Problem details :: Under no circumstances alter the records; copy each one exactly.
──────── Supplied material
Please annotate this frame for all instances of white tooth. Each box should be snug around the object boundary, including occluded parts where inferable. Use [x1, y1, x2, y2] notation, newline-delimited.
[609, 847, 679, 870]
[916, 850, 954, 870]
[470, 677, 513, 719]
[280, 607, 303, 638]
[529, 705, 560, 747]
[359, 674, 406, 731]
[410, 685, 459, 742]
────────────────
Answer to the exercise ::
Please annotate this frame for all instances of white tooth. Each box should be snug around the object boundary, including occluded parts where inferable. Use [x1, y1, x2, y2] notation, newline-delimited.
[609, 847, 679, 870]
[916, 850, 954, 870]
[470, 677, 513, 719]
[280, 607, 303, 638]
[529, 705, 560, 747]
[359, 674, 406, 731]
[410, 685, 459, 742]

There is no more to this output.